» SELECTED EXTRACT:
Solution 2: Event Versioning / Sequence Numbers
Add explicit sequence numbers to events:
# Producer side
class OrderEventProducer:
def __init__(self):
self.sequence_store = Redis() # Or database
def publish(self, order_id, event_type, data):
# Atomically increment sequence number
seq_num = self.sequence_store.incr(f"seq:{order_id}")
event = {
'order_id': order_id,
'sequence': seq_num, # Explicit ordering
'type': event_type,
'data': data,
'timestamp': time.time()
}
kafka_producer.send('order-events', key=order_id, value=event)
# Consumer side - reorder before processing
class OrderedEventConsumer:
def __init__(self):
self.buffer = defaultdict(list) # {order_id: [events]}
self.expected_seq = defaultdict(lambda: 1) # {order_id: next_expected}
def handle_event(self, event):
order_id = event['order_id']
seq = event['sequence']
expected = self.expected_seq[order_id]
if seq == expected:
# In order - process immediately
self.process_event(event)
self.expected_seq[order_id] += 1
# Check buffer for next events
self.process_buffered(order_id)
elif seq > expected:
# Future event - buffer it
heapq.heappush(self.buffer[order_id], (seq, event))
# Set timeout to process anyway after N seconds
self.schedule_timeout(order_id, seq, timeout=30)
else:
# Old event (duplicate or already processed)
log.warning(f"Received old event: {seq} < {expected}")

» PROVIDED MATERIAL:
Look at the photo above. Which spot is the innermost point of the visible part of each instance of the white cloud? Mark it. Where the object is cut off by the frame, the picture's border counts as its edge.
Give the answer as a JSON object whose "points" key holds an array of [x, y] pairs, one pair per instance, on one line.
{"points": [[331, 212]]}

» TASK SET:
(A) In the event sequencing code, what does the consumer do when an event's sequence number is lower than the expected one?
(B) Carry on the event sequencing code from its last line.

» ANSWER SET:
(A) It logs a warning that an old event was received, showing the received and expected sequence numbers.

(B)
def process_buffered(self, order_id):
"""Process any buffered events that are now in order"""
while self.buffer[order_id]:
next_seq, next_event = self.buffer[order_id][0]
if next_seq == self.expected_seq[order_id]:
heapq.heappop(self.buffer[order_id])
self.process_event(next_event)
self.expected_seq[order_id] += 1
else:
break # Gap in sequence, wait
Solution 3: Timestamp-Based Ordering
Use logical timestamps (Lamport or Vector Clocks):
# Lamport Timestamp implementation
class LamportClock:
def __init__(self):
self.time = 0
self.lock = threading.Lock()
def tick(self) -> int:
"""Increment and return timestamp"""
with self.lock:
self.time += 1
return self.time
def update(self, received_time: int) -> int:
"""Update based on received timestamp"""
with self.lock:
self.time = max(self.time, received_time) + 1
return self.time
# Producer
clock = LamportClock()
def publish_event(event):
event['lamport_ts'] = clock.tick()
kafka_producer.send('events', value=event)
# Consumer - sort by lamport timestamp
def consume_events(events):
sorted_events = sorted(events, key=lambda e: (e['lamport_ts'], e['producer_id']))
for event in sorted_events:
process(event)
For true causality, use Vector Clocks:
class VectorClock:
def __init__(self, node_id, num_nodes):
self.node_id = node_id
self.clock = [0] * num_nodes
def tick(self):
self.clock[self.node_id] += 1
return self.clock.copy()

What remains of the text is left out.